▶ _Problem statement_
Rewrite every item below, replacing "Reviewer note" with "Annotator note" wherever it occurs and leaving everything else the same.

<<<<

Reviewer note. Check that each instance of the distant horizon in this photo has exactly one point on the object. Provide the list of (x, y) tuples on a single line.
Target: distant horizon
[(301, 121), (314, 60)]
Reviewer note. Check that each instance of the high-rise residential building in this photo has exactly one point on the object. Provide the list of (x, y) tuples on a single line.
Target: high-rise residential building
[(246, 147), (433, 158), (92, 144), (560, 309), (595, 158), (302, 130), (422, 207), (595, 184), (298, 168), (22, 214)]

>>>>

▶ _Correct answer_
Annotator note. Check that each instance of the distant horizon in this photo has exactly one point on the object. Provide the list of (x, y) tuples on a single line.
Target: distant horizon
[(301, 121), (314, 60)]
Annotator note. Check that each instance of the high-rise residential building in this photo has exactly one point on the object. Provide the list of (x, y) tuples on a single line.
Target: high-rise residential building
[(246, 147), (433, 158), (92, 144), (560, 309), (595, 158), (302, 130), (422, 207), (595, 184), (298, 168), (22, 214)]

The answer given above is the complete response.